GOAL | Can you set down, word for word, the part of the forum post on Spanish and English past tenses that begins at the words "Now take a look" and stops after "but continued afterwards."?

TEXT SHOWN |
:::::
Of the English example, "I've sang" sounds very strange to me - combined with "last night"; I really can't imagine a context where I would say that. (No objections to all other English examples.) - Sorry, we cross-posted so I didn't read your correction post. 

Anyway, not even English progressive and Spanish imperfect are exact matches - I think there are some contexts where Spanish imperfect is translated as English progressive, but it's certainly not 1:1. - After re-reading my post: no, probably there is no context where progressive is equal to imperfecto - whatever:
My Spanish teacher described the use of tenses in *(Peninsular) Spanish* as follows:
*- pretérito perfécto: *for actions that are finished but which happened in a timespan not yet finished (that is, which are still of consequence to the present, which tie in directly with the present, are still connected with it); for actions which happened _this _day (including "anoche"), _this _week, _this _year etc.
*- indefinido: *for actions that are finished and a timespan that is finished, so things that happened _yesterday_, _last _week, _last _year etc.
*- imperfecto:* for things not finished/for which the meaning "finished" is of no relevance, in a timespan that is finished.
So that means: you typically combine present tense with pretérito perfécto, and you may combine indefinido with imperfecto. (You can also cross-combine of course but that's how they match, in Peninsular Spanish.) This, as said, is different in LA where indefinido may be used instead of pretérito perfécto (but for the reasons of when and why, please don't ask me. )

Probably someone with knowledge of American Spanish usage can add something, and also of course I am a beginner only in Peninsular Spanish, so corrections, naturally, are welcome. 

Now take a look at *English progressive tense:* here, past progressive might indicate that two things happened at the same time, or that an action was repeated, or that an action was interrupted but continued afterwards.
But for simultanuous actions and interrupted actions you would use gerundio in Spanish; as for repeated actions I am not sure what you'd use in Spanish - I would use "soler + infinitive" for habitual actions, and the verb "soler" I would put in indefinido if this happens in the past: I don't think that imperfecto would be good here as this tense is used mostly for descriptions (of landscapes, of persons, etc.) while indefinido is used for "action".
:::::
RECORDED DATA |

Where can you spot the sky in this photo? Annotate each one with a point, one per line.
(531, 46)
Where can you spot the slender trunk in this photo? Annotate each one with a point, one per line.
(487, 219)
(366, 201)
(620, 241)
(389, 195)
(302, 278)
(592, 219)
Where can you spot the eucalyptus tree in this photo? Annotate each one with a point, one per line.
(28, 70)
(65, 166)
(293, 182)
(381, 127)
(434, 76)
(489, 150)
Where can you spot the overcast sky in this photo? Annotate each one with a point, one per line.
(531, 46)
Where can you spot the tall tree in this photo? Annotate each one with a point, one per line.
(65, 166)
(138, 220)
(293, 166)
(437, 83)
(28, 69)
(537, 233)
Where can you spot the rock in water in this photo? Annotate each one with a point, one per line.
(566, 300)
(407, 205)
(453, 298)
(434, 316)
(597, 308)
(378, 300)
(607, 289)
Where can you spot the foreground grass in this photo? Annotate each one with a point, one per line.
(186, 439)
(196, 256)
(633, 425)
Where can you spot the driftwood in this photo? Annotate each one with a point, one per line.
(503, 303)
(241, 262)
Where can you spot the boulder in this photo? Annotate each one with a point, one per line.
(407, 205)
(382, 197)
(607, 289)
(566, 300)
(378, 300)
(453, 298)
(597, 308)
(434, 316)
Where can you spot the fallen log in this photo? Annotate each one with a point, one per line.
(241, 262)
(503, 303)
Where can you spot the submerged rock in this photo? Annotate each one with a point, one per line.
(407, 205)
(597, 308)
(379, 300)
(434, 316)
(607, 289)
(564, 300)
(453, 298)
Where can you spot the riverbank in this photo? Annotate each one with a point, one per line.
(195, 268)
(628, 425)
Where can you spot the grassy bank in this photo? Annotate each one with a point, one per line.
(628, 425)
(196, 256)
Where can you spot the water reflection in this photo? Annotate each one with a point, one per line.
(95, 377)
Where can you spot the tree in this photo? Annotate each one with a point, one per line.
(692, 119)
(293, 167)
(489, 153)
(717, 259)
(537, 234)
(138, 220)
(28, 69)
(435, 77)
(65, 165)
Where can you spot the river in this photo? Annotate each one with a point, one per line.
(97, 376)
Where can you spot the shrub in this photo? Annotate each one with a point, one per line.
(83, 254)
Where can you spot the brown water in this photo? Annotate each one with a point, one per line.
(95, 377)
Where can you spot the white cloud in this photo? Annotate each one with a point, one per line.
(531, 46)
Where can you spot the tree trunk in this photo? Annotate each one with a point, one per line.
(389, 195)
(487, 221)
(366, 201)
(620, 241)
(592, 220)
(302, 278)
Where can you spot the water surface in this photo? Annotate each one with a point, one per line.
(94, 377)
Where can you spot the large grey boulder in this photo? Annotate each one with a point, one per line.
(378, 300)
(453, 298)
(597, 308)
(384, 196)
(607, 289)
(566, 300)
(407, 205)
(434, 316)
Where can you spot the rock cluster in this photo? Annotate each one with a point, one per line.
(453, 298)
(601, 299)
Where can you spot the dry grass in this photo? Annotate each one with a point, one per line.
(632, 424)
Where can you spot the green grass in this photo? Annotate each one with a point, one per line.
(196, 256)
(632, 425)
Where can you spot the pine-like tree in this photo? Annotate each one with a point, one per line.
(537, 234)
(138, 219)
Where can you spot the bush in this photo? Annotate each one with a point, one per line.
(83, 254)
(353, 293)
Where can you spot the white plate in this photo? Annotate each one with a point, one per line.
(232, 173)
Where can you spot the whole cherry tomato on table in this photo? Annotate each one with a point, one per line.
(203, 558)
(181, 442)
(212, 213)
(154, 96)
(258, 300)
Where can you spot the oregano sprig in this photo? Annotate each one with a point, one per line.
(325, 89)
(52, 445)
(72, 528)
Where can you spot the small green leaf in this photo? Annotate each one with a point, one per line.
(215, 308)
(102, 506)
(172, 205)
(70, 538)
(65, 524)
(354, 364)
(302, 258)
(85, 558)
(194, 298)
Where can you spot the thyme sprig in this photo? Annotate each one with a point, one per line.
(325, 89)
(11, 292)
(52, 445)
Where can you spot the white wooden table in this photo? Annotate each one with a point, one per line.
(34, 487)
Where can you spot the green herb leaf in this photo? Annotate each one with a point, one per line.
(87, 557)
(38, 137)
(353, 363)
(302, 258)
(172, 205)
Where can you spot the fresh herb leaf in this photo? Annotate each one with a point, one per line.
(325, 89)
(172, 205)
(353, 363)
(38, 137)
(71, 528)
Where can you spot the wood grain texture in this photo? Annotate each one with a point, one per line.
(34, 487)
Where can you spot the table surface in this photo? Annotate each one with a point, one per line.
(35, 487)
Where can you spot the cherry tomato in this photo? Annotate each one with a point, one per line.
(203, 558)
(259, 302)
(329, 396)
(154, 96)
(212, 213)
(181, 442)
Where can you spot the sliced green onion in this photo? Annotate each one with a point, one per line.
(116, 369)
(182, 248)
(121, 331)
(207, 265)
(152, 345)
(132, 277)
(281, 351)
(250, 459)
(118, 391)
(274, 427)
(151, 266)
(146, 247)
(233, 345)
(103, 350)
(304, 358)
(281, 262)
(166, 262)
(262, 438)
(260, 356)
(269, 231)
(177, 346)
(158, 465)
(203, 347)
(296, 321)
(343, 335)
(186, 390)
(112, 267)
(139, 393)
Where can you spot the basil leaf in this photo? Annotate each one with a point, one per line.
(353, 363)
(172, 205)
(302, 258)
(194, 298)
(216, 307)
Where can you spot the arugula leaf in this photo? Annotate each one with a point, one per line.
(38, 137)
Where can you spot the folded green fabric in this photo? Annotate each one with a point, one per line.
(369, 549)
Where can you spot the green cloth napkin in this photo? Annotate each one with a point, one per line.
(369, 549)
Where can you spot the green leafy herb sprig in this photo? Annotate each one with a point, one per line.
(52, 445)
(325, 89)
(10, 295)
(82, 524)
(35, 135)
:::::
SOLVED EXERCISE |
Now take a look at *English progressive tense:* here, past progressive might indicate that two things happened at the same time, or that an action was repeated, or that an action was interrupted but continued afterwards.